### Teks yang Diberikan
---

Panghawan dapat diidentifikasi yaitu daerah Mangliawan-Pakis, Damalung berada di tepi barat laut Singosari, Tepasjita berada di timur laut Kesamben-Blitar. Wanasrama diduga Mendalanwangi, karena Mendalan artinya adalah Wanasrama, Samuderawela dan Pamulang tidak dapat dilacak keberadaannya.
Kawiyanan adalah lereng Kawi sebelah utara, Patemon adalah desa Temu di Karangploso, Kanuruhan adalah daerah Dinoyo, dan kemudian Jenar. Jenar yang dalam bahasa Jawa Kuno berarti Kuning, itu sekarang adalah ‘dukuh Kemuning’ yang memang terdapat sisa-sisa bangunan suci pada jaman kerajaan Singasari.

---

### Daftar Tugas
1 > Tulis ulang hanya baris-baris catatan, termasuk permintaannya, dimulai dari baris yang memuat "Target: bird's wing" dan berhenti di akhir catatan, lalu geser setiap koordinat pada jawaban dengan menambahkan 133 pada tiap angkanya. Jangan sertakan gambar dalam hasil Anda.
2 > Lanjutkan teks tentang letak tempat-tempat kuno di sekitar Singasari dari kalimat terakhir yang ditampilkan.

---

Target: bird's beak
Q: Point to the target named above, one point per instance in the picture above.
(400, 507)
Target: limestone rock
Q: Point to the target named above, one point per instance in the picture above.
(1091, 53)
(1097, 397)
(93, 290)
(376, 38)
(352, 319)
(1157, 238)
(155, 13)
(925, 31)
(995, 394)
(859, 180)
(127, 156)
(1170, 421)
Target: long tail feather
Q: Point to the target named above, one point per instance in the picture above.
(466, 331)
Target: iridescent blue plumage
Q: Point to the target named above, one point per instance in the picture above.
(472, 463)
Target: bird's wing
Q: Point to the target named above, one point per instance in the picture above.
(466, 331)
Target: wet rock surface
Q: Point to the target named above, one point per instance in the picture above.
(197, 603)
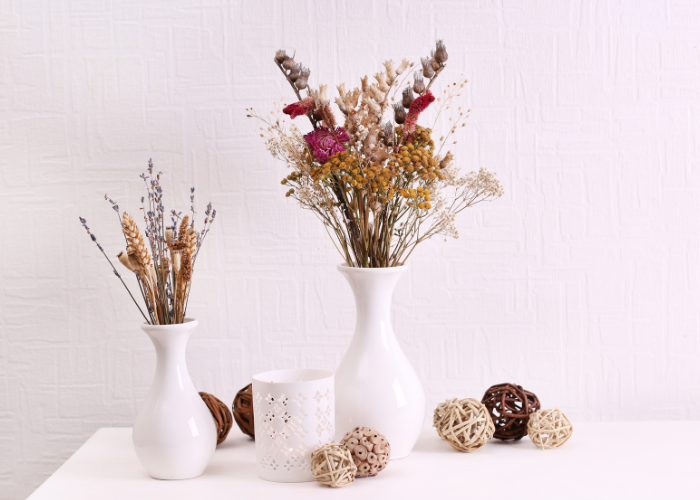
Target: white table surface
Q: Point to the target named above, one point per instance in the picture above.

---

### Hasil Tiap Tugas
1 >
Target: bird's wing
Q: Point to the target named above, one point per instance in the picture above.
(599, 464)
Target: wet rock surface
Q: Point to the target named above, one point per instance in the picture above.
(330, 736)
Target: white table surface
Q: Point to the target named above, one point per instance in the picture above.

2 >
Prasasti yang sekarang berdiri di atas gundukan tanah sepanjang 2 meter x 3 meter dengan ketinggian setengah meter yang mirip dengan makam itu disebut ‘Petilasan Mbah Suko’. Sedangkan di sebelah tempat tersebut terdapat pohon yang tidak terlalu besar yang dipagari pagar berwarna hijau dan batu bata pendek berukuran 1 x 1 meter disebut ‘Petilasan Mbah Mintorogo’.
Tinggalan purbakala di situs ini hanya berupa beberapa fragmen bata merah yang dijadikan pagar pembatas lalu disemen. Sedangkan tempat yoni yang disemen di atas gundukan permukaan tanah dengan lebar 1,5 x 1,5 meter dan tinggi setengah meter disebut ‘Sopi Angin’. Sayang lingga yang seharusnya berada di atasnya hilang.
Di sisi barat situs terdapat area berisi pohon beringin besar yang melilit sebuah arca ‘Lembu Nandini’. Masyarakat sekitar menyebut arca tersebut ‘Patung Lembu Suro’. Sayang arca tersebut terlilit hampir seluruhnya oleh akar pohon beringin sehingga yang tampak hanya sebongkah batu besar dari celah-celah akar.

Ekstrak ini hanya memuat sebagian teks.